> [Exercise instructions]
Copy, from the entries below, each line in which the string "hillside" appears.

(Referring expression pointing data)

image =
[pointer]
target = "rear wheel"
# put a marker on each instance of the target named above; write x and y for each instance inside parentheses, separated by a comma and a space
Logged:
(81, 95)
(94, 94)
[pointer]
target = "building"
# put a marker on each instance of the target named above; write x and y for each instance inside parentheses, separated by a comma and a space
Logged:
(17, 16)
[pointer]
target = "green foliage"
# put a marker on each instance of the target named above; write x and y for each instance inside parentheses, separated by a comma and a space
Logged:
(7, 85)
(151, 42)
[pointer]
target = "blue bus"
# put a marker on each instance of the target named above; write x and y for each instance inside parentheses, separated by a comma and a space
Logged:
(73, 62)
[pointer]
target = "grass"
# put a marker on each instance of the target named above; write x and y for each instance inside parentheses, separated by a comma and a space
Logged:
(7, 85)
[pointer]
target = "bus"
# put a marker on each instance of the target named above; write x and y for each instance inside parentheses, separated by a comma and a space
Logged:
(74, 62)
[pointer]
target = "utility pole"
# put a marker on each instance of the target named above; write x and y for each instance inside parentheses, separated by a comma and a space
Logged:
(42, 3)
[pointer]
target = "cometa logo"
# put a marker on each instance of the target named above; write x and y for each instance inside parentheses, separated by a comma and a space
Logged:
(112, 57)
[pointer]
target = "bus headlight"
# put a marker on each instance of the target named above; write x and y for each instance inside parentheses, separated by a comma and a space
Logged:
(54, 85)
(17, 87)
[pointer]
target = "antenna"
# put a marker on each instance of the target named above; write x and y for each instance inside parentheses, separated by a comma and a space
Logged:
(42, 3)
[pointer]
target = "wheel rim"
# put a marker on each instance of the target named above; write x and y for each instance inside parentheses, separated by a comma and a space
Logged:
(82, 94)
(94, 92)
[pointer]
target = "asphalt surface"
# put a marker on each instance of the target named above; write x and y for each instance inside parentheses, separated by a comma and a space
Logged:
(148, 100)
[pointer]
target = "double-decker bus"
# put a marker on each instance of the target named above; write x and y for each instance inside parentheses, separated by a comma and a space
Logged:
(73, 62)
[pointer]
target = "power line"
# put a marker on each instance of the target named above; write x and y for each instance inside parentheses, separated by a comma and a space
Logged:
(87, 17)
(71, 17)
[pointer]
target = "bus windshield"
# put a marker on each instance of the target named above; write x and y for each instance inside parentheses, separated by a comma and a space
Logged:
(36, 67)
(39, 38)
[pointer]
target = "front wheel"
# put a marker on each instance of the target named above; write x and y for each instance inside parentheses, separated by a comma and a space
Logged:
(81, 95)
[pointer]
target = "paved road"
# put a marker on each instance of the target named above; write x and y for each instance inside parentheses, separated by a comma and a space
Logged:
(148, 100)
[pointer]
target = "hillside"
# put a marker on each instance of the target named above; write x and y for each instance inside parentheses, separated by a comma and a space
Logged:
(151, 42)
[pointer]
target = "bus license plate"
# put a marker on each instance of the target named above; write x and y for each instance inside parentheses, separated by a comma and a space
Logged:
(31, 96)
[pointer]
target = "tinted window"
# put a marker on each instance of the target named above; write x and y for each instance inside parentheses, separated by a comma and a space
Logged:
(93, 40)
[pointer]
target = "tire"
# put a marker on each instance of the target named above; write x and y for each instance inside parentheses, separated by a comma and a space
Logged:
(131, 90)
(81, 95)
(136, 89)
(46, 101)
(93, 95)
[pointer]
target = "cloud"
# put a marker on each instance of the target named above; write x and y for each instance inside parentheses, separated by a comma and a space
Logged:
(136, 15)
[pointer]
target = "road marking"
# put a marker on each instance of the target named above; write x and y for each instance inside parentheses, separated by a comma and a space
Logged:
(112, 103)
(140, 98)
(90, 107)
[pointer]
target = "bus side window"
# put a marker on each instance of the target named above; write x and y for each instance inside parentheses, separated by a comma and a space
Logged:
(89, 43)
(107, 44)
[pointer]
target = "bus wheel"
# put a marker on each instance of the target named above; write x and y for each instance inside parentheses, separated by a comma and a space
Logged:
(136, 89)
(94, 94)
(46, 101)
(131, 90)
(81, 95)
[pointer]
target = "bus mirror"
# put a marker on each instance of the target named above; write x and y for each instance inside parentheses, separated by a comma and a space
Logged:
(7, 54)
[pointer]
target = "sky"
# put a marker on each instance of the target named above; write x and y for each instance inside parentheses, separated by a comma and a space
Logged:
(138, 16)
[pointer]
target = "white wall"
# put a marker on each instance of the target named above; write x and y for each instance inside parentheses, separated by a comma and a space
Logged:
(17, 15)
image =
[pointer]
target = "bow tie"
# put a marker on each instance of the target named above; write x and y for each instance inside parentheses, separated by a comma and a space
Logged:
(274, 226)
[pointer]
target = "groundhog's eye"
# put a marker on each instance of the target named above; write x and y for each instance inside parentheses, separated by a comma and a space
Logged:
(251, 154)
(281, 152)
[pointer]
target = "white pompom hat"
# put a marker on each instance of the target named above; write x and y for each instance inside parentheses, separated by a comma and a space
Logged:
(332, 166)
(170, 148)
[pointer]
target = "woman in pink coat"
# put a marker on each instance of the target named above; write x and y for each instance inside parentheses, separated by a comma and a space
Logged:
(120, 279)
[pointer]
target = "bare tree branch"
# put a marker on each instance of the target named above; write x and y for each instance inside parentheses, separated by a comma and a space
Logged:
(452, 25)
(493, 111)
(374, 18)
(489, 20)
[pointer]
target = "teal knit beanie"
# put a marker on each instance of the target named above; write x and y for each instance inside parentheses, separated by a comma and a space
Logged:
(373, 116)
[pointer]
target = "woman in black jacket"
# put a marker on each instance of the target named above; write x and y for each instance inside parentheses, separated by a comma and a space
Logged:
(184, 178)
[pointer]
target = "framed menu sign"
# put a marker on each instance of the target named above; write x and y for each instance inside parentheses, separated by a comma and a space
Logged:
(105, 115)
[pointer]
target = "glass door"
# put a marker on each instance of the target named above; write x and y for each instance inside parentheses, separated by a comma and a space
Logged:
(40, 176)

---

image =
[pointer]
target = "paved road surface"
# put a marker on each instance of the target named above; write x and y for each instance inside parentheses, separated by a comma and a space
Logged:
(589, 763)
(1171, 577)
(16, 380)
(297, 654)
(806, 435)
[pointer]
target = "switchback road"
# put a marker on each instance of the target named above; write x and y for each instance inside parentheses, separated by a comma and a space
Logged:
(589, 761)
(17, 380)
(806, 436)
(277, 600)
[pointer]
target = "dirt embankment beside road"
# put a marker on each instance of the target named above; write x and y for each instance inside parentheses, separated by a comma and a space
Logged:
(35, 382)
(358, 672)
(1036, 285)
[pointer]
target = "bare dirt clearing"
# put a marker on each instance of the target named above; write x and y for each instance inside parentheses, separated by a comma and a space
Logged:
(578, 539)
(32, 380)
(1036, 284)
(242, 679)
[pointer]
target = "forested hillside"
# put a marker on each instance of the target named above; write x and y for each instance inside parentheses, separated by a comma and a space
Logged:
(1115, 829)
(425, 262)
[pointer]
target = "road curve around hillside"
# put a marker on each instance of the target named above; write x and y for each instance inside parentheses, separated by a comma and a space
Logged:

> [Reply to the exercise]
target = "hillside"
target = "forested hillside"
target = "road curve around hillside"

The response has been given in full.